Working data>

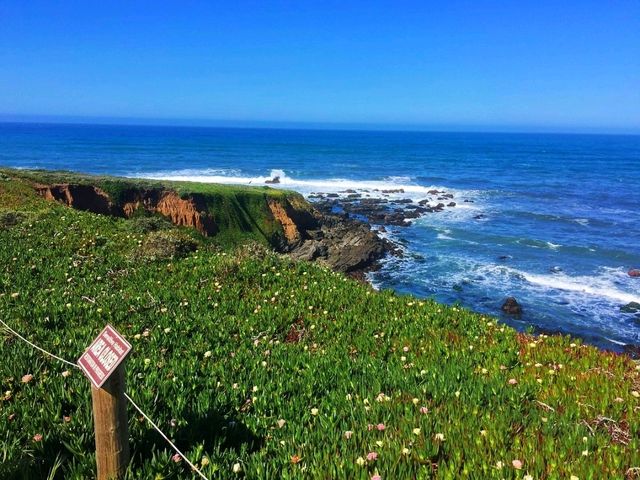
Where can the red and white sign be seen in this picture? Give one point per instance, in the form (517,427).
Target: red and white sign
(104,355)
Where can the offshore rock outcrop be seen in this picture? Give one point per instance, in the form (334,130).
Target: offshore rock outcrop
(306,233)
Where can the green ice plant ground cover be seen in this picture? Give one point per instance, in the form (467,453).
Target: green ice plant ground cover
(259,367)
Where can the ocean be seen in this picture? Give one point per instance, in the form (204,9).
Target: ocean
(553,220)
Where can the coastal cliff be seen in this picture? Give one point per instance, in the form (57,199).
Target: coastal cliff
(282,220)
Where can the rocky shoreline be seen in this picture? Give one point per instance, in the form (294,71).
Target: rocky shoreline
(384,208)
(343,244)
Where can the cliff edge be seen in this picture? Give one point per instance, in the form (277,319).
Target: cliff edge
(281,219)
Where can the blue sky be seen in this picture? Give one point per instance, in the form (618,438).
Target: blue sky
(505,65)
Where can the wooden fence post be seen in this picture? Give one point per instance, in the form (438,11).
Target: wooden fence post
(111,427)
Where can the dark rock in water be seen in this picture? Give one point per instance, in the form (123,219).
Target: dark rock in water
(511,306)
(631,307)
(274,180)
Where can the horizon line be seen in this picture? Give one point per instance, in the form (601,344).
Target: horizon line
(311,125)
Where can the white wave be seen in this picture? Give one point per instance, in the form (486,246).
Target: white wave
(307,186)
(442,236)
(598,286)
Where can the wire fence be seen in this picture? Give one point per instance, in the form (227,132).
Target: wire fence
(129,399)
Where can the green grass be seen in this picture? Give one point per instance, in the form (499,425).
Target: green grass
(241,213)
(227,343)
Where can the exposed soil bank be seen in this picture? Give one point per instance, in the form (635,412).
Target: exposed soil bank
(300,229)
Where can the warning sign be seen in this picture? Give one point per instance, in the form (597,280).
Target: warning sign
(104,355)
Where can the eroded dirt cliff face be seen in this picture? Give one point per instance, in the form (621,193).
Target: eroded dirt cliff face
(307,234)
(290,229)
(181,211)
(82,197)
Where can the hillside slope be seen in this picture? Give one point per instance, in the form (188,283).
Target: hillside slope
(262,367)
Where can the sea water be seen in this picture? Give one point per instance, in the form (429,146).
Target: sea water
(553,220)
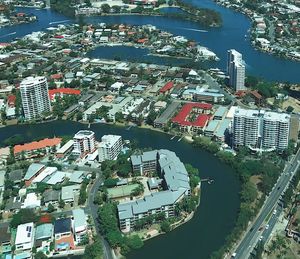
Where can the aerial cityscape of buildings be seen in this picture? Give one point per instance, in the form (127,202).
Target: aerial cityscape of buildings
(236,70)
(259,129)
(35,97)
(108,173)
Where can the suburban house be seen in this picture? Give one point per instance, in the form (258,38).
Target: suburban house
(174,182)
(33,149)
(33,171)
(51,196)
(79,224)
(25,237)
(43,236)
(63,234)
(68,192)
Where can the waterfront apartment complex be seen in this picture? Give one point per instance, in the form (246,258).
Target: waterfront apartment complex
(236,70)
(145,163)
(35,98)
(110,147)
(175,184)
(259,129)
(84,142)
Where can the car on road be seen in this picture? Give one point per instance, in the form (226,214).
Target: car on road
(267,226)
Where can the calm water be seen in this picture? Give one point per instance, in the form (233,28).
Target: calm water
(216,214)
(219,40)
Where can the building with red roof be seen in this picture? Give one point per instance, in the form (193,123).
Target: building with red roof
(56,76)
(33,149)
(63,91)
(193,117)
(142,41)
(166,88)
(11,101)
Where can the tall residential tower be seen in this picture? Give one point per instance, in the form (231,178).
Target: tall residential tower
(35,98)
(236,70)
(84,143)
(260,129)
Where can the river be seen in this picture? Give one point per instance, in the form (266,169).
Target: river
(219,205)
(219,40)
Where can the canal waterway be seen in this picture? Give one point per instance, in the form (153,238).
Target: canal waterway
(230,35)
(216,215)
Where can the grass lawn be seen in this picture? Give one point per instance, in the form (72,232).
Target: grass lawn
(121,191)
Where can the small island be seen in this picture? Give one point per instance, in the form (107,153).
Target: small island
(145,193)
(183,10)
(9,17)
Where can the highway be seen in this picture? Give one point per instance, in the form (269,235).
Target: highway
(270,206)
(92,210)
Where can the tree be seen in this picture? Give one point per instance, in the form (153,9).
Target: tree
(248,193)
(94,250)
(105,8)
(82,194)
(40,255)
(61,204)
(151,117)
(22,217)
(116,8)
(165,226)
(79,116)
(50,208)
(115,238)
(119,117)
(134,242)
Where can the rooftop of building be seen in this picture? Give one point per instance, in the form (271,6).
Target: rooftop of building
(24,233)
(221,111)
(168,86)
(37,145)
(44,231)
(79,218)
(84,133)
(201,120)
(32,170)
(148,203)
(108,141)
(62,226)
(176,179)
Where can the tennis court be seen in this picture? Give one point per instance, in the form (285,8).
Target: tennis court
(121,191)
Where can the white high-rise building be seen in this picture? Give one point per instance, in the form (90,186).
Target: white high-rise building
(276,129)
(35,97)
(246,128)
(110,147)
(84,142)
(236,70)
(260,129)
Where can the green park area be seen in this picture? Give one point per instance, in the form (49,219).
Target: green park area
(121,191)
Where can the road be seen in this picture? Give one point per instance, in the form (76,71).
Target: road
(92,209)
(253,235)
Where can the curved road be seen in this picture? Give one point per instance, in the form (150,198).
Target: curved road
(252,236)
(92,209)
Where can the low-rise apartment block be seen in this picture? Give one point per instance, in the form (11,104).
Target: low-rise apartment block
(175,184)
(110,147)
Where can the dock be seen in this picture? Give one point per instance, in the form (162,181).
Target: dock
(208,180)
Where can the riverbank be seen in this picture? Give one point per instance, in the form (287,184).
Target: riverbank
(205,221)
(185,11)
(263,35)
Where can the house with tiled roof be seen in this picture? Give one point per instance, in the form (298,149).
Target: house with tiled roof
(33,149)
(193,117)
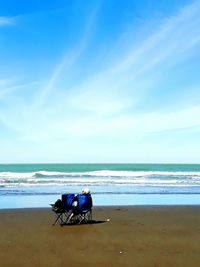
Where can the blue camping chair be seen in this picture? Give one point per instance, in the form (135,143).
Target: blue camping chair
(63,208)
(83,211)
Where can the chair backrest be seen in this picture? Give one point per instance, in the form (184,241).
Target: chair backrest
(84,202)
(67,200)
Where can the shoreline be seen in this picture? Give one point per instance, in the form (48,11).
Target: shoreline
(142,236)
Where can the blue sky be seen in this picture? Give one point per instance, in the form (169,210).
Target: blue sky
(100,81)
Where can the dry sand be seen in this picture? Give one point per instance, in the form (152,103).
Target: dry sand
(133,236)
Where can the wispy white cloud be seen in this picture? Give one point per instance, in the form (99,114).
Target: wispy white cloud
(105,105)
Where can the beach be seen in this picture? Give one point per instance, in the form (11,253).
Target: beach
(153,236)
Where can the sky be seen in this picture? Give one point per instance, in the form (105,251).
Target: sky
(99,81)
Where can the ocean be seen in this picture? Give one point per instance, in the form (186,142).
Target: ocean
(38,185)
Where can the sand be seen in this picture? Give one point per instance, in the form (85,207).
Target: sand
(133,236)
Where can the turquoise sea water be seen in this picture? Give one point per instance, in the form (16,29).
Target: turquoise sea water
(37,185)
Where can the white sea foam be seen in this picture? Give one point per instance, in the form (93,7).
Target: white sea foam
(102,173)
(100,178)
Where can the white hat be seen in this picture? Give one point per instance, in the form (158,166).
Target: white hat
(85,191)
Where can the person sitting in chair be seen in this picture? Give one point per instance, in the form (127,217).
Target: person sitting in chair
(84,191)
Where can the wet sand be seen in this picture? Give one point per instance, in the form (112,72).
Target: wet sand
(156,236)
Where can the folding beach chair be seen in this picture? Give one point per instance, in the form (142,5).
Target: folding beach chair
(83,213)
(63,208)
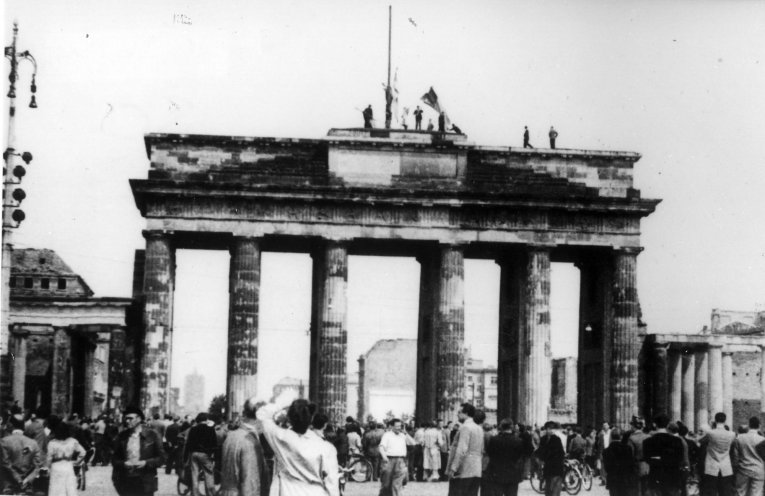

What to produce> Write out, from the lines above, only those from the line with "Where can the tree" to the line with "Where can the rooftop", exactly as given, including the first and the last.

Reply to the exercise>
Where can the tree be seen in this picture? Give one point per instance, in the form (153,9).
Target: tree
(248,193)
(94,250)
(105,8)
(82,194)
(40,255)
(61,204)
(151,117)
(22,217)
(116,8)
(165,226)
(79,116)
(50,208)
(115,238)
(119,117)
(134,242)
Where can the rooftop of building be seen in this picture? Give one point per instance, in the form (271,6).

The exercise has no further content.